## [Exercise requirements]
Using the data below, return every line that holds the word "bare".
Extracted information START
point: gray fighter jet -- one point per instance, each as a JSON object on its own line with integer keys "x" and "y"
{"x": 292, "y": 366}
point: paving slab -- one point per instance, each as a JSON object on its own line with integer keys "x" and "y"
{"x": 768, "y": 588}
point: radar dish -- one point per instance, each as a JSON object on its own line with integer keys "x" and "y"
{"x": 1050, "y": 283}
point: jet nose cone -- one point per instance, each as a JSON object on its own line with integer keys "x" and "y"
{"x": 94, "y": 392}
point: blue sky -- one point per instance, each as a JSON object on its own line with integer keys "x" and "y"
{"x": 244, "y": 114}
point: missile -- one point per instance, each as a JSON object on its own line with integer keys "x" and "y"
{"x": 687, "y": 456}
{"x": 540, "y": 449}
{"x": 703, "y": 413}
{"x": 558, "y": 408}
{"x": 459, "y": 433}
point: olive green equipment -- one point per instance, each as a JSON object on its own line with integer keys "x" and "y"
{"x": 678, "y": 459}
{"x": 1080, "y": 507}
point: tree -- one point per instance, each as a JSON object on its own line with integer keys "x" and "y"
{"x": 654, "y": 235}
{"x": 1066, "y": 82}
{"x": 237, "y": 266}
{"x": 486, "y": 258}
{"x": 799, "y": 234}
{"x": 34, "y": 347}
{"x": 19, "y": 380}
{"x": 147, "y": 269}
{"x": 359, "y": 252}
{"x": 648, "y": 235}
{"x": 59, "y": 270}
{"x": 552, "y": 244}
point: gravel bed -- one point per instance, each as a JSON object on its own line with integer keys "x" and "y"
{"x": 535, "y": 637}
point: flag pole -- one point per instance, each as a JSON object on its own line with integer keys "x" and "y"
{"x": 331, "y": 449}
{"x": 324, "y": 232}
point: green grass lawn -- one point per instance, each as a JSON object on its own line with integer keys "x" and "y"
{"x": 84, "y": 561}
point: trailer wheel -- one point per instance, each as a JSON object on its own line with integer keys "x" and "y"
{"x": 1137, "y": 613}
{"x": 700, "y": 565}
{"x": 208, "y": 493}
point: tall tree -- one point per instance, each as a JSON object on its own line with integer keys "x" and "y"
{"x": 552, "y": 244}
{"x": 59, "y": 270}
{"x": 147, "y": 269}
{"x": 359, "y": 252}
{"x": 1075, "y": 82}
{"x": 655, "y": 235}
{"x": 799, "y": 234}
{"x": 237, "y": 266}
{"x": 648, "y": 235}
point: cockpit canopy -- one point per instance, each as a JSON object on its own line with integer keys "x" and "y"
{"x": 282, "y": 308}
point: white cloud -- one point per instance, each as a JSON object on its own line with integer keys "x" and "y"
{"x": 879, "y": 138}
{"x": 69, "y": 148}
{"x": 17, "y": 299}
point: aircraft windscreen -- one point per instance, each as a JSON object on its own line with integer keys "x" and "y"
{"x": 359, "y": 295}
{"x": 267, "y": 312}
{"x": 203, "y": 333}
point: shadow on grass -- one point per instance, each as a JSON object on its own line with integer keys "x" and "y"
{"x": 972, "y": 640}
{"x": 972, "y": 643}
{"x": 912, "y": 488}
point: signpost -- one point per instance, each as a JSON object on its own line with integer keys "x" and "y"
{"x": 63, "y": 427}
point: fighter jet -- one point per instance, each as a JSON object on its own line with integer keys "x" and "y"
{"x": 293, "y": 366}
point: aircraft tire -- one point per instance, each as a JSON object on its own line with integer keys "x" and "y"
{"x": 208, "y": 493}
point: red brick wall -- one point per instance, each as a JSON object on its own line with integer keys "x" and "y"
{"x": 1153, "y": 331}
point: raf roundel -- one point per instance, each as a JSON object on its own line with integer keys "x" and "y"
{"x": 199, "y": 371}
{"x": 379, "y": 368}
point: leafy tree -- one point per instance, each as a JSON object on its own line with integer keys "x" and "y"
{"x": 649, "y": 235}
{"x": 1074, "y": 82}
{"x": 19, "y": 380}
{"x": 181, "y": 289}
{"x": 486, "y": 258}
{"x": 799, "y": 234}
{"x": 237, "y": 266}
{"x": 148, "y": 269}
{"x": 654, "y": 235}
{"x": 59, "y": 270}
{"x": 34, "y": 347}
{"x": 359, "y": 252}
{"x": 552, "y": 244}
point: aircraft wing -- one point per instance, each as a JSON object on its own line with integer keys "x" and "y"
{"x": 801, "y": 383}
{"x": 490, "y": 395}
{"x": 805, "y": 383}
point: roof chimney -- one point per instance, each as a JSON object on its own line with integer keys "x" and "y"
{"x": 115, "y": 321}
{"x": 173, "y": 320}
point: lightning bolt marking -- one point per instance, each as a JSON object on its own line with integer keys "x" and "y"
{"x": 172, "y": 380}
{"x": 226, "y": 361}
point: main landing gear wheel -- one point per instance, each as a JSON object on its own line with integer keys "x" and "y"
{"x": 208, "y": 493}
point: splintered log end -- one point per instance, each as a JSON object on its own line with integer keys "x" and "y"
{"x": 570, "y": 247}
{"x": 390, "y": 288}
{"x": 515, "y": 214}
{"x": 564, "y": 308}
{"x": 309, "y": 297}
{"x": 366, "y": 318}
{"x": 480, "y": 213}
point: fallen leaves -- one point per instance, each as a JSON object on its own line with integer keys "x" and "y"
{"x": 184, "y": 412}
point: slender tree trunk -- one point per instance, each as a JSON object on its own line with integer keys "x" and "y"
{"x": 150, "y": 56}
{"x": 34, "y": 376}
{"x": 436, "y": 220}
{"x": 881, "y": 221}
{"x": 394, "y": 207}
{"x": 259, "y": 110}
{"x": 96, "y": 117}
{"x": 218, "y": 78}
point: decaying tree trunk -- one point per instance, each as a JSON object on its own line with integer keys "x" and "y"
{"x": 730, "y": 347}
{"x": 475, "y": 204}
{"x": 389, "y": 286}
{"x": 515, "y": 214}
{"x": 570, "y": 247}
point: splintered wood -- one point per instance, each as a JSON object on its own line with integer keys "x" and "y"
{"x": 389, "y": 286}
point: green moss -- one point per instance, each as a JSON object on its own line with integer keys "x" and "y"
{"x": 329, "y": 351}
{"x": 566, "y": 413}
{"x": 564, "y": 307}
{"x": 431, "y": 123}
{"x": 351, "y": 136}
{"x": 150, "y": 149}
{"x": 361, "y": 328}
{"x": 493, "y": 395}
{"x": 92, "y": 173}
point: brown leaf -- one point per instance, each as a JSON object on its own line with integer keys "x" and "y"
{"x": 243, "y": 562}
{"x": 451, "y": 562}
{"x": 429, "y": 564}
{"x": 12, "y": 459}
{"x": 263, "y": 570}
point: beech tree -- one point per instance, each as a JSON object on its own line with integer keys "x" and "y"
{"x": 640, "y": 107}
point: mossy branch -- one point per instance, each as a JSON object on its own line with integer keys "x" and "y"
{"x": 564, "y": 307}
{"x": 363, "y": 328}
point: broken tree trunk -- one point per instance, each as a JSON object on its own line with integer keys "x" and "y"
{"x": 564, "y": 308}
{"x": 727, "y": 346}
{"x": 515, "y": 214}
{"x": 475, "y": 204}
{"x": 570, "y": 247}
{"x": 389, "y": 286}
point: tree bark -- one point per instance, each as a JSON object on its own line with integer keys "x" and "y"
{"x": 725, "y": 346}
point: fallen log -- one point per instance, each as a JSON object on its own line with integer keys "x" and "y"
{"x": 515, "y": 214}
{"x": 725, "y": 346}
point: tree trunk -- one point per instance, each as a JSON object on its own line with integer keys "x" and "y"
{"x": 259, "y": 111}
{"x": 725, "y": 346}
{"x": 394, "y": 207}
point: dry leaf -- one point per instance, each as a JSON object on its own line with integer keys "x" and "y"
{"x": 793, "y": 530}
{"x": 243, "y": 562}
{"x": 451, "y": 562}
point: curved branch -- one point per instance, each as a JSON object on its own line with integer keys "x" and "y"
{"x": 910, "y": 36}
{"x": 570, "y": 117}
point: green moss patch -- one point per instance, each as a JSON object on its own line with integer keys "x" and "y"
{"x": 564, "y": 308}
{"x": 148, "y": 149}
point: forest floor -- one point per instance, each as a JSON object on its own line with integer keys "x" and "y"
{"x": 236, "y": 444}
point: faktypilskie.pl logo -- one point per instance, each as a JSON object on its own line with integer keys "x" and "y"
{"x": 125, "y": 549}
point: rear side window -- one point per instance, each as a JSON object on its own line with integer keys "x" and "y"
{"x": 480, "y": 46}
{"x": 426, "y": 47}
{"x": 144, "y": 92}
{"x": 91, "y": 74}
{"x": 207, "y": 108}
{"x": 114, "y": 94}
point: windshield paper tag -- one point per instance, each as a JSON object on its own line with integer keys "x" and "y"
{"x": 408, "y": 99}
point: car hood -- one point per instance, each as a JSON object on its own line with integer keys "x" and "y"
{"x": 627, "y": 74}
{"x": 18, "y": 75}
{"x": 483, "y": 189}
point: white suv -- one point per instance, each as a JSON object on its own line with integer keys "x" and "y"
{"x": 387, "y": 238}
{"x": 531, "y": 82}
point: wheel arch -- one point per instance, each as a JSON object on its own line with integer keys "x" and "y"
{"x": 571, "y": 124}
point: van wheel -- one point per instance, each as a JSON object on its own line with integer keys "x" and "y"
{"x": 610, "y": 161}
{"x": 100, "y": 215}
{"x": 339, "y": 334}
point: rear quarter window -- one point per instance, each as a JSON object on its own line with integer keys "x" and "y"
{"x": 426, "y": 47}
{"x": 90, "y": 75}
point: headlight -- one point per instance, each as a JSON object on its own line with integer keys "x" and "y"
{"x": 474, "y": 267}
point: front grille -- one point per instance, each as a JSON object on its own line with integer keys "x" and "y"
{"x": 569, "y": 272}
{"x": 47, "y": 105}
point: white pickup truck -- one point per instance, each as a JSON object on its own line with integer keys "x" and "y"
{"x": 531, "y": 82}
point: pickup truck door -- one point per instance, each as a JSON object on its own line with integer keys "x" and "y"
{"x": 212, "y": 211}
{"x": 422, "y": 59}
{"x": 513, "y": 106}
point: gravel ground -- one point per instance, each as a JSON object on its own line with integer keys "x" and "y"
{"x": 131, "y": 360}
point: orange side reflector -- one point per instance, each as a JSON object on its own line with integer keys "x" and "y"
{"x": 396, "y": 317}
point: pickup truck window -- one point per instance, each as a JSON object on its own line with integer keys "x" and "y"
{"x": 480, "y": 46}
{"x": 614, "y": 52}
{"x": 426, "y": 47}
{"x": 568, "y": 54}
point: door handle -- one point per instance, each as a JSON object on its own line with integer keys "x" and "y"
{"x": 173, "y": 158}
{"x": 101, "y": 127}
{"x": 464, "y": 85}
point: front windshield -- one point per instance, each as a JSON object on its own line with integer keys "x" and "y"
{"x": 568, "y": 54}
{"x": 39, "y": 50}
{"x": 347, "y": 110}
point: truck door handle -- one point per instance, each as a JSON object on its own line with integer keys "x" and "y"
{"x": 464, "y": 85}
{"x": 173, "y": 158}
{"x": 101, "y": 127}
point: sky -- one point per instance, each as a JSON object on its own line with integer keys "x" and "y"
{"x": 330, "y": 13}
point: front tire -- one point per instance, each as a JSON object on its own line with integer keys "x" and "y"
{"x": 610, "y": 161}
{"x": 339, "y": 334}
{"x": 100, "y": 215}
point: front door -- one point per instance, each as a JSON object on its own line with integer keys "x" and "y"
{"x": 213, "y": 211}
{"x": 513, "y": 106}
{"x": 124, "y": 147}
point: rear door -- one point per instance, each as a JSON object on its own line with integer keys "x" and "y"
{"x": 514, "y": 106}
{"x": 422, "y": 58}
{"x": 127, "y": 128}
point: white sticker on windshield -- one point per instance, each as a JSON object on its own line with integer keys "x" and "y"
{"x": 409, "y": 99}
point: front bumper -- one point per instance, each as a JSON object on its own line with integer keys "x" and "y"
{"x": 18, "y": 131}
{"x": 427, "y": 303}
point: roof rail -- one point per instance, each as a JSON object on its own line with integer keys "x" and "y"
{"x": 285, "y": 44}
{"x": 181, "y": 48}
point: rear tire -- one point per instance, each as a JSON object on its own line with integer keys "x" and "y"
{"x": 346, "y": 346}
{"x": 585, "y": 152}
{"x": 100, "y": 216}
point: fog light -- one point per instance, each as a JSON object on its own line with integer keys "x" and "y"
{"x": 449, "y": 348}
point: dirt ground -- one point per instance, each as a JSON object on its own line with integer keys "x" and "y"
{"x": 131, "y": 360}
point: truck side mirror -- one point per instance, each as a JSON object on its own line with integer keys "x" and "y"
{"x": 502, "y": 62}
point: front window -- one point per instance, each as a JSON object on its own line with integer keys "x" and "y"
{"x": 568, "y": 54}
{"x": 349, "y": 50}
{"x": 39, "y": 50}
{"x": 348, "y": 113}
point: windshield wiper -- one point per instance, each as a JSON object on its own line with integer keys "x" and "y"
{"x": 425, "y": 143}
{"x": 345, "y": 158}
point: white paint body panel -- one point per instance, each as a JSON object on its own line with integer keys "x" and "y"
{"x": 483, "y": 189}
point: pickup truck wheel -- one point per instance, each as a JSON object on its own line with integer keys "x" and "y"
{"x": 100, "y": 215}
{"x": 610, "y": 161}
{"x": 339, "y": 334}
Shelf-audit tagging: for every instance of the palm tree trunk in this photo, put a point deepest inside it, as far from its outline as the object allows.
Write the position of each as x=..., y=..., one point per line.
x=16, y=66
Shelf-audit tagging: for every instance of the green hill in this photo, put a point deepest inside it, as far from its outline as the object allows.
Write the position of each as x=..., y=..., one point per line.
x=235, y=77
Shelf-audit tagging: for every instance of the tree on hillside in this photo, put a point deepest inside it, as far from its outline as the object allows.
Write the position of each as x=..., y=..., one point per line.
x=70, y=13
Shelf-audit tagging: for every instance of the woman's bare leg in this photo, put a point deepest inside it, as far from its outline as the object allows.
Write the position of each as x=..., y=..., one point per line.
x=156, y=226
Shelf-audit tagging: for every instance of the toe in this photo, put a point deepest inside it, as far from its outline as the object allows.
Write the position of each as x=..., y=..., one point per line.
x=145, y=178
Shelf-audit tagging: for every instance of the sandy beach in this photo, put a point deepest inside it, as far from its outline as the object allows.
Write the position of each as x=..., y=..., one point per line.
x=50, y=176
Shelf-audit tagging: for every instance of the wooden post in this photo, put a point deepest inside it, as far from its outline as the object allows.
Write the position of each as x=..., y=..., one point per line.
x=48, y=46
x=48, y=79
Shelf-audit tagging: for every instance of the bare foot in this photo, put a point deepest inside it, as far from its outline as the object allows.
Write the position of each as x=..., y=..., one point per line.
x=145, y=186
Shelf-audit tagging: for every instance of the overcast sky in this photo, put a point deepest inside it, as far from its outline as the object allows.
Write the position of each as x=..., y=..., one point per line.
Extracted information END
## [Answer for the task]
Shelf-audit tagging: for every instance of the woman's bare leg in this photo, put a point deepest inside it, as far from its outline as the object allows.
Shelf-audit tagging: for every instance of the bare foot in this photo, put a point deepest inside it, as far from its outline as the object allows.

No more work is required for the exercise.